_Passage shown_
This week, our partnership with game criticism site Critical Distance brings us picks from Kris Ligman on topics ranging from the critical backlash to Playing History 2's 'Slave Tetris' to understanding the appeal of Street Fighter 5's 'Hot Ryu' look among female fans.
Bodies and Background
At The Mary Sue, the alliterative Maddy Myers invites us to talk about Hot Ryu, the fandom nickname given to an alternate costume for franchise mainstay Ryu in the upcoming Street Fighter V, and how his treatment differs from the sexual objectification we often associate with women characters:
When the "Hot Ryu" meme began, inspired by little more than Ryu's new beard design, entries in the meme focused on personifying and humanizing Ryu. The people who participated in this meme did not zoom in on shots of Ryu's muscles and post the word "abs" over and over, although many references to his physicality did occur; the crux of the meme was about Ryu participating in an imagined relationship with someone, in both a sexual and an emotional sense.
[...]
This presents a stark and deeply depressing contrast to how women in fighting games have been treated. [...] the camera lingers on their backsides and cleavage during the slow-motion sequences of their intros, outros, and special attacks. The result is that the fandom is encouraged to comment about [upcoming female Street Fighter combatant] R. Mika's looks [because] the camera dehumanizes her at every turn.

_Required tasks_
1. What inspired the "Hot Ryu" meme when it began, according to the Hot Ryu passage?
2. Please repeat the words of the Hot Ryu passage between "This week, our" and "among female fans.", inclusive.
3. Decide whether each statement agrees with the Hot Ryu passage, and back each yes or no with the deciding words quoted from it. (a) People in the meme posted the word "abs" over and over. (b) The picks from Kris Ligman come through a partnership with Critical Distance. (c) In fighting games, the camera lingers on women characters' backsides during slow-motion sequences.
The entries come from a different source than the Hot Ryu passage.

_Given records_
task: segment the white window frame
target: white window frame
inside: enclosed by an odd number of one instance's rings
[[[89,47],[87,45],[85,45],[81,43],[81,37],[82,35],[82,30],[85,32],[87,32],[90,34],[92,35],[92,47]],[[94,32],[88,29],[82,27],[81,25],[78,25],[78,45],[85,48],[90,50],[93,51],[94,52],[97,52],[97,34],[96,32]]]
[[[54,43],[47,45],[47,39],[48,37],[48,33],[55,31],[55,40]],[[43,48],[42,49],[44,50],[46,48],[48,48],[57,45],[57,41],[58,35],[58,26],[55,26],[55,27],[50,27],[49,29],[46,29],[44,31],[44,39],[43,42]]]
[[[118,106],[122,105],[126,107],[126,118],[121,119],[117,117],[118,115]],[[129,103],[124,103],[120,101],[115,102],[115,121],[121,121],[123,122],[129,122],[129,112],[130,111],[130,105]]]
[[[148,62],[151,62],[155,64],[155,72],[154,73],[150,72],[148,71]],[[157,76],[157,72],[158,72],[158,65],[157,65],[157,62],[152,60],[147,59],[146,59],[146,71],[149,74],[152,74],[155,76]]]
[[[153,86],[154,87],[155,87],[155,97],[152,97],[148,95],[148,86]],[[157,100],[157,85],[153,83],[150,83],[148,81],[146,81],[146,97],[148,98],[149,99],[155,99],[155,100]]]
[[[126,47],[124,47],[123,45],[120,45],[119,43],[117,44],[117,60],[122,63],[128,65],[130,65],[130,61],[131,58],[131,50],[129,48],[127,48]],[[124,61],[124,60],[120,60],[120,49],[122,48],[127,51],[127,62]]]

_Expected results_
1. Ryu's new beard design.

2.
This week, our partnership with game criticism site Critical Distance brings us picks from Kris Ligman on topics ranging from the critical backlash to Playing History 2's 'Slave Tetris' to understanding the appeal of Street Fighter 5's 'Hot Ryu' look among female fans.

3.
(a) No: "The people who participated in this meme did not zoom in on shots of Ryu's muscles and post the word "abs" over and over"
(b) Yes: "our partnership with game criticism site Critical Distance brings us picks from Kris Ligman"
(c) Yes: "the camera lingers on their backsides and cleavage during the slow-motion sequences of their intros, outros, and special attacks"